◆ YOUR ASSIGNMENT: Please find the lines in the entries below that contain the word "background", and copy each one.

[Saved entries]
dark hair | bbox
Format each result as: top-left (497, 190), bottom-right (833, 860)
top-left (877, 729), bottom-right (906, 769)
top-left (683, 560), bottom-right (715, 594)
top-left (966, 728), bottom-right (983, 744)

---

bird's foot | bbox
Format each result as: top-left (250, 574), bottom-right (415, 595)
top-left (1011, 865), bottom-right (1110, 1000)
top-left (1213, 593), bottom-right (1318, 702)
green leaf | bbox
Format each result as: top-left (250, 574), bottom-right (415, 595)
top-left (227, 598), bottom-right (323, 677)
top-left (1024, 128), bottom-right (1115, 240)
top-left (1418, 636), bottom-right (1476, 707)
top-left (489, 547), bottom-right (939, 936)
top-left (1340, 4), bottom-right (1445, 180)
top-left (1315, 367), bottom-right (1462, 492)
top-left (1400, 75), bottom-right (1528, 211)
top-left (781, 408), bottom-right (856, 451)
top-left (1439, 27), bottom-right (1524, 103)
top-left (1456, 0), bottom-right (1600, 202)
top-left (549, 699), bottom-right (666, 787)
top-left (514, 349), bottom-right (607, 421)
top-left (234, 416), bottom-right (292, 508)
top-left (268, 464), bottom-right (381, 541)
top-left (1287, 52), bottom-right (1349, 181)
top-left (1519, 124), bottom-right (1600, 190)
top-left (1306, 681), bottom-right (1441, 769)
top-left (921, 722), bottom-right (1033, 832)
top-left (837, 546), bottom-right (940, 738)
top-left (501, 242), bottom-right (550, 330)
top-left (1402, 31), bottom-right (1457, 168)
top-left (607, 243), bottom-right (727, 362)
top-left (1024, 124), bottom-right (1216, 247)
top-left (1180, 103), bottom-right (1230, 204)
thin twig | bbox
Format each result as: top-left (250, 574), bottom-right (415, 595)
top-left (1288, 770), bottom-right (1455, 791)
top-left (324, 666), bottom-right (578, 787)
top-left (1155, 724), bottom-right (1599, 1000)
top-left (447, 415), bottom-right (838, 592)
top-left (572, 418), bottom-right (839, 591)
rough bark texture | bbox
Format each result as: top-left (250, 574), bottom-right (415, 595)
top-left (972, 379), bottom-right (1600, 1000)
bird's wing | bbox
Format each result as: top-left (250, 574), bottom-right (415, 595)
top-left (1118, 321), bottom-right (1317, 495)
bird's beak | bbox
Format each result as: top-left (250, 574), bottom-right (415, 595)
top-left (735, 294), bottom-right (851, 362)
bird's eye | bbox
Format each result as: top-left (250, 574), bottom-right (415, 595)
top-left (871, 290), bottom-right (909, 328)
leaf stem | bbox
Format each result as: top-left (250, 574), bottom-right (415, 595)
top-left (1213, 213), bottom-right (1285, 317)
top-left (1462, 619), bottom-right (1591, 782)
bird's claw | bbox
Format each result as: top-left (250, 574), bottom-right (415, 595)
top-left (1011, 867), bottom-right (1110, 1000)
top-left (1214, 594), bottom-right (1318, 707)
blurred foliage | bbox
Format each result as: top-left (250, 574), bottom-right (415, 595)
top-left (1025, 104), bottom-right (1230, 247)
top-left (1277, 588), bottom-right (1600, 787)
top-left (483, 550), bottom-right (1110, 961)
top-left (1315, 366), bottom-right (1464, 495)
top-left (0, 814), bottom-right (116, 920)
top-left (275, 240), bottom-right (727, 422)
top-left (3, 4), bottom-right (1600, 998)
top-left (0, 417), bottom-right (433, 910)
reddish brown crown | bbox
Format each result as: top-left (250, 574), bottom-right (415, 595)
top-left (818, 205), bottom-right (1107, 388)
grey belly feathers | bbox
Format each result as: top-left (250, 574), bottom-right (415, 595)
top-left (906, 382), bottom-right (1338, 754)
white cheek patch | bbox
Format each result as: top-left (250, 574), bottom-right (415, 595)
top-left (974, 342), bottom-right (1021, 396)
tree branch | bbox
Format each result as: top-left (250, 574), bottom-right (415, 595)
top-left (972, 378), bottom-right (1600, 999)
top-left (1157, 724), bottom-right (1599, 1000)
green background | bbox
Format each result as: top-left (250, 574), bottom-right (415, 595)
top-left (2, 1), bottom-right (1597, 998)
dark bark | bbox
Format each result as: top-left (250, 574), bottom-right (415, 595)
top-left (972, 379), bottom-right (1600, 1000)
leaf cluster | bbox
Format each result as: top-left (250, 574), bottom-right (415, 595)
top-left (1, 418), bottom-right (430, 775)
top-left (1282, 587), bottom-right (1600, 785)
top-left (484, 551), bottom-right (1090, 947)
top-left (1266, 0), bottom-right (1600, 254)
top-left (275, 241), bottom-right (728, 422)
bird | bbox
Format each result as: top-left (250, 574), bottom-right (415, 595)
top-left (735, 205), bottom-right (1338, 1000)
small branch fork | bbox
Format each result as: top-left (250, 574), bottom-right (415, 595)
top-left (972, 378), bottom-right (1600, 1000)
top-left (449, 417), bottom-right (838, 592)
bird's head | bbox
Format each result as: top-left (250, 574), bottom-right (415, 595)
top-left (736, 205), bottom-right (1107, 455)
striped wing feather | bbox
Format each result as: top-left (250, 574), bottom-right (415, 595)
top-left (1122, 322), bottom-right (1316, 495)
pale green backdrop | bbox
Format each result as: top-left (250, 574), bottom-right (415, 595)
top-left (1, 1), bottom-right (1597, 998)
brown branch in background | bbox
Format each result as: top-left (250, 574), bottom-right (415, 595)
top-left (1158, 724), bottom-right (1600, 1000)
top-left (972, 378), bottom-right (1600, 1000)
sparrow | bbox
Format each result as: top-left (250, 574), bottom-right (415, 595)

◆ TASK OUTPUT:
green background | bbox
brown branch in background | bbox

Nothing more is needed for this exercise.